• [TEXTO FORNECIDO]
▼▼▼

A primeira noite, na modesta pensão, ou hospedaria, dormi com a própria roupa com que viajei do Rio para São Paulo, confeccionada em casimira, que é um tecido leve de lã, azul-escuro, não me desfazendo nem do paletó, tipo jaquetão. A friagem era de doer na alma. O cobertor foi insuficiente para me aquecer. O pouco dinheiro, parte do adiantamento que o Banco, em Maceió, me fez, que eu trazia, acomodei-o no bolso interno do jaquetão, sem qualquer possibilidade de perdê-lo, nem ser roubado. No quarto, dormiam mais dois hóspedes, se não estou enganado. Na manhã seguinte, depois de um razoável café-da-manhã, tomado de uma disposição que Deus me deu, fui à luta em busca de um lugar melhor para me hospedar. Aí já era uma casa até vistosa, protegida por uma mureta na frente, onde um pequeno portão dava acesso a três lances de degraus que levavam à porta principal, ladeada por duas janelas grandes. A fachada era de um verde-claro ainda conservado, no estilo antigo-moderno, se assim pude considerar. E, melhor, localizada na Avenida Jabaquara, onde, um pouco adiante, não chegando a um quilômetro, estava a agência do Banco. Como a hospedagem anterior, não havia quartos individuais. Então, tive, como companheiro, um cidadão modesto, mas simpático, de pouca conversa. Do meu jeito. Não era nordestino, pelo seu jeito de falar. Como carregava no “r” (interiôrr...), julguei-o paranaense ou mesmo de qualquer cidade do interior de São Paulo. Não me lembro mais do seu nome. Às 5 da matina, já estava de pé. Era padeiro, como me disse. Saía, assim, àquela hora para o batente, não sei aonde. E eu, como a luz que acendia, despertava. E o que mais de incomodava não era tanto a luz que iluminava todo o quarto, mas o mau cheiro que exalava dos pés do companheiro, dono de um chulé de “matar gambá”, calçando os seus sapatos, se trocando, enfim, para ir embora. Ali, naquela hospedaria, felizmente, devo ter ficado por uma semana, no máximo.

▲▲▲

• [REGISTROS FORNECIDOS]

▼▼▼

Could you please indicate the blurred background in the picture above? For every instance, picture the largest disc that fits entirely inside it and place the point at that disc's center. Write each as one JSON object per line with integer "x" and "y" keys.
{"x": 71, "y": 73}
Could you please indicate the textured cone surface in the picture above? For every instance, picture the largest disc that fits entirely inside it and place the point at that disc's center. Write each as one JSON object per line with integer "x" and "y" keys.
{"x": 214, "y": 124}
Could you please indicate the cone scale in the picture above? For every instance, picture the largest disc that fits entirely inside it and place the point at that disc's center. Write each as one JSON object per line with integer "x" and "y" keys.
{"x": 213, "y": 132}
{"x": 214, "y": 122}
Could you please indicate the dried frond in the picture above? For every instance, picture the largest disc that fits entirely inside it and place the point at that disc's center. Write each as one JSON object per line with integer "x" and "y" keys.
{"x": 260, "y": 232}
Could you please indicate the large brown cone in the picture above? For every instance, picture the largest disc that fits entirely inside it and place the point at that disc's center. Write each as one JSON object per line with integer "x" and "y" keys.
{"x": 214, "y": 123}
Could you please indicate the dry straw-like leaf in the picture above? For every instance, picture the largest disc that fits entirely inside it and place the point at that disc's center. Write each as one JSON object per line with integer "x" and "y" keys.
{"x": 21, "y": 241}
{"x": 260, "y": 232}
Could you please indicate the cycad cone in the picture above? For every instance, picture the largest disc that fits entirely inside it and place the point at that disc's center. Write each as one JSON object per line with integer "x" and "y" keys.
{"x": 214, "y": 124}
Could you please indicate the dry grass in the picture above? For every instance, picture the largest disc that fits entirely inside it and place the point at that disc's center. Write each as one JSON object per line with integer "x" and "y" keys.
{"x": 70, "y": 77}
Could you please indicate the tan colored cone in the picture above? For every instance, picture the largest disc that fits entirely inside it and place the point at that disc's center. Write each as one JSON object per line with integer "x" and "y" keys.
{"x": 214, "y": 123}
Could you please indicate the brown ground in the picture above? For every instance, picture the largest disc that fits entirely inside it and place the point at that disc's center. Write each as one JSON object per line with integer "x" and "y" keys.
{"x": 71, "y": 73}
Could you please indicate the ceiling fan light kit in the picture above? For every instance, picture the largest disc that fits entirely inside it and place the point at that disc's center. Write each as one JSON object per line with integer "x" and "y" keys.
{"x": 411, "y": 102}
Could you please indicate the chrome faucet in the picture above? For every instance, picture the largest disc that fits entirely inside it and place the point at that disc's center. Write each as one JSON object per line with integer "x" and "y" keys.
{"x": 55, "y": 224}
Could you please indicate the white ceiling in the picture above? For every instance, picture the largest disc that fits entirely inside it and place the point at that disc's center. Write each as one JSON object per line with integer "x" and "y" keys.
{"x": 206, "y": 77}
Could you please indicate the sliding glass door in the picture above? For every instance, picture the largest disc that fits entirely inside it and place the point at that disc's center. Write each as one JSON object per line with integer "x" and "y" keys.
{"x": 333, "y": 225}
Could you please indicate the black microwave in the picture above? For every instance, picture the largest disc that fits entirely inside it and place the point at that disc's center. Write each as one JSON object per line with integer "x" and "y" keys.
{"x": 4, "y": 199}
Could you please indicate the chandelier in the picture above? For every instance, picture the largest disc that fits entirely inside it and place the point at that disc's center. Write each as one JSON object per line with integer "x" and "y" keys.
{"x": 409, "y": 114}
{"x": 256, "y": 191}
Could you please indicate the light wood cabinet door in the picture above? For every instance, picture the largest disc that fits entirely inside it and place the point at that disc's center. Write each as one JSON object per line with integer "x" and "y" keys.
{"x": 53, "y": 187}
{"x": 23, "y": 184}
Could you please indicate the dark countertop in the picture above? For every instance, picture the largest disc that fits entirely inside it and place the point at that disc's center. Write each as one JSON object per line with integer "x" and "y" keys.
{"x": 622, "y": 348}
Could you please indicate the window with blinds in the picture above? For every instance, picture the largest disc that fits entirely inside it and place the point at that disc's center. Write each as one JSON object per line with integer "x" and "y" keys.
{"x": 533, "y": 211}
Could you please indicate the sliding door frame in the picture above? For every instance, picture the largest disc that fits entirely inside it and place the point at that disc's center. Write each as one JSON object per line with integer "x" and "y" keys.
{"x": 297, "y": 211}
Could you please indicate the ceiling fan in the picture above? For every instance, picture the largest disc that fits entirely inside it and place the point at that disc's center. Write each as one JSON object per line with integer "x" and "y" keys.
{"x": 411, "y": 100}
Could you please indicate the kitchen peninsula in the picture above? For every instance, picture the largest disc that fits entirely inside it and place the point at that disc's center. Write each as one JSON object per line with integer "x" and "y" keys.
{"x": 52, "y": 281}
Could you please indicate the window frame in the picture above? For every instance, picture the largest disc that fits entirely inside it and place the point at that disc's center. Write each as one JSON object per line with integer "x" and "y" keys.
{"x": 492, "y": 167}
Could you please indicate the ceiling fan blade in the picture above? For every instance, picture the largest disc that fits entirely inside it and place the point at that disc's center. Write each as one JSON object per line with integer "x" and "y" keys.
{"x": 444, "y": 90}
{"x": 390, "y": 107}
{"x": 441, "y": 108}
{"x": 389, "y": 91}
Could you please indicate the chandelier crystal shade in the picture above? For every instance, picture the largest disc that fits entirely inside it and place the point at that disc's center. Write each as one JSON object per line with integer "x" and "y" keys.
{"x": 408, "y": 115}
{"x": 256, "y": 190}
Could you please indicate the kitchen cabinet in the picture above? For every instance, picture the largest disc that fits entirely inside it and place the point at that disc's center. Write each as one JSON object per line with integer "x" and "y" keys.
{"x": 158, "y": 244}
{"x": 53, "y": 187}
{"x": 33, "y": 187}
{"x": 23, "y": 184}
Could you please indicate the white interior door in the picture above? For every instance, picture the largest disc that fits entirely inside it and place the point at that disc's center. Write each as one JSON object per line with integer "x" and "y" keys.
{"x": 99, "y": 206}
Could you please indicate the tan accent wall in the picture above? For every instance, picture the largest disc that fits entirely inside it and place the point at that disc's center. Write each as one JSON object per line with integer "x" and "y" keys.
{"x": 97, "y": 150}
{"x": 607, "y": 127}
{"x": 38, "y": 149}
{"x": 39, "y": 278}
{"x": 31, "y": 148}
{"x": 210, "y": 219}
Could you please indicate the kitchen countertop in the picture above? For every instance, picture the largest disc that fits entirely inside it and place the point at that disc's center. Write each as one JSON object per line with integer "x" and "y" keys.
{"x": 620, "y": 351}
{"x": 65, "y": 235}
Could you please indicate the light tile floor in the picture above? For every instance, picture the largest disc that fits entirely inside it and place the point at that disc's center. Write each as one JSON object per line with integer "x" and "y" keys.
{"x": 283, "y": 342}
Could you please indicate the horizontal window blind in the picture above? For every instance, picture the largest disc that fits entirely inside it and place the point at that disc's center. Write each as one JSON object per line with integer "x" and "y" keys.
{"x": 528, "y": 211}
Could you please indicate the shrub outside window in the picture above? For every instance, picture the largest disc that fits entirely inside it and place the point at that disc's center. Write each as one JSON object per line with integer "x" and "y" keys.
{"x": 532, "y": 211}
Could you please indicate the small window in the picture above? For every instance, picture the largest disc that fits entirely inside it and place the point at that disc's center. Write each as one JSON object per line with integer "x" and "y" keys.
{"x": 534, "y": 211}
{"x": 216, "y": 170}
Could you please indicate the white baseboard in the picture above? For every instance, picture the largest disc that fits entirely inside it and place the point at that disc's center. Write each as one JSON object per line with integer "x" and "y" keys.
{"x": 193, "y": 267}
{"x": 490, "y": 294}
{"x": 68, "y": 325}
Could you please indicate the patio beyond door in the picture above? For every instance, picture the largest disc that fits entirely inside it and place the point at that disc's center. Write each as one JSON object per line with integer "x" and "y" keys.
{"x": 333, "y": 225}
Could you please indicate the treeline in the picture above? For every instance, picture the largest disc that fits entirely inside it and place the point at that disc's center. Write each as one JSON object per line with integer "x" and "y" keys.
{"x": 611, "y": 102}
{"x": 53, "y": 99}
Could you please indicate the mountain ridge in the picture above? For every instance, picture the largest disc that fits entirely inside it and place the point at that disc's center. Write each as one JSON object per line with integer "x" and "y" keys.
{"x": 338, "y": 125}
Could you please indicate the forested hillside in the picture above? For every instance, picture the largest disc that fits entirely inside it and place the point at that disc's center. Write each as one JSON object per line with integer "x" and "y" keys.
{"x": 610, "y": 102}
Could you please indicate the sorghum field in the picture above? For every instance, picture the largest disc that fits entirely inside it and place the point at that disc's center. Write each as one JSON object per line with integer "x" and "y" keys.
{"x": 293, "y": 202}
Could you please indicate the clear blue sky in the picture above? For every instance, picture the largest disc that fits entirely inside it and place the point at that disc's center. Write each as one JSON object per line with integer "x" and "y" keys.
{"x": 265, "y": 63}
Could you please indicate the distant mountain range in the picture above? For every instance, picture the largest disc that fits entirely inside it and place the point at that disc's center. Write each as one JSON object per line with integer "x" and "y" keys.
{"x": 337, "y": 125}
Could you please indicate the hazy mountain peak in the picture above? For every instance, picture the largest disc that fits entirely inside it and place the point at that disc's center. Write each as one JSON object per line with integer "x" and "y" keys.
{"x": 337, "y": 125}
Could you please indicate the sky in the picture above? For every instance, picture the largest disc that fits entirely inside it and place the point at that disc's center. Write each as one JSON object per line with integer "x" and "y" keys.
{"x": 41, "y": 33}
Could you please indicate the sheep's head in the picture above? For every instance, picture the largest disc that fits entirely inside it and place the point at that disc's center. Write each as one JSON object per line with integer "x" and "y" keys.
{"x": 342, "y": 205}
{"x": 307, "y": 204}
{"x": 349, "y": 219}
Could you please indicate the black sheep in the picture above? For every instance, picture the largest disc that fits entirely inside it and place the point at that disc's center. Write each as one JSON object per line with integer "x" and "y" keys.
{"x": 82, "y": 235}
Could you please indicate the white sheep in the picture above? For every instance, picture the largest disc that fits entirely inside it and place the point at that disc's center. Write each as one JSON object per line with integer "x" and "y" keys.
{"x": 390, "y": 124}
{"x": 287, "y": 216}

▲▲▲

• [INSTRUÇÃO DADA 1]
Responda, com base no relato sobre as hospedagens em São Paulo:
(a) De que tecido era a roupa com que quem narra dormiu na primeira noite?
(b) Em que avenida ficava a segunda hospedaria?
(c) Qual era o ofício do companheiro de quarto?
• [INSTRUÇÃO DADA 2]
Escreva a continuação do relato sobre as hospedagens em São Paulo a partir da última frase.
Não é preciso consultar os registros.

• [RESPOSTA 1]
(a) De casimira, um tecido leve de lã, azul-escuro.
(b) Na Avenida Jabaquara.
(c) Era padeiro.

• [RESPOSTA 2]
Apresentei-me no dia 8 de julho de 1953, uma quarta-feira, à administração da agência do Banco do Brasil, que, àquela época, denominava-se Metropolitana Bosque da Saúde, em vista da sua aproximação ao bairro do mesmo nome. Na verdade, o prédio situava-se na Avenida Jabaquara. Não me lembro o número. E, entrosando-me, então, com alguns colegas, conhecedores do bairro, mudei-me para outro lugar, alojando-me mais próximo do Banco, passando a dividir um quarto com um companheiro de trabalho, num apartamento, de uma senhora viúva, que ficava no andar superior de um prédio comercial, que tínhamos acesso pelos poucos degraus de uma escada, de uma porta ao lado, para subir. Ali ficava também o “comércio” do Fuad, um tipo branquelo, muito simpático, descendente, o que me pareceu, de libanês ou turco. Era um pequeno armazém, uma espécie de casa de conveniência, onde se encontrava quase de tudo um pouco. Geralmente, nosso desjejum, meu e do colega, era feito ali, na bodega do Fuad. O almoço, com outros colegas, era na residência de uma família, nas imediações. Era uma comida caseira, mas muito bem preparada pela própria dona da casa.



(Viaduto do Chá. Ano 50)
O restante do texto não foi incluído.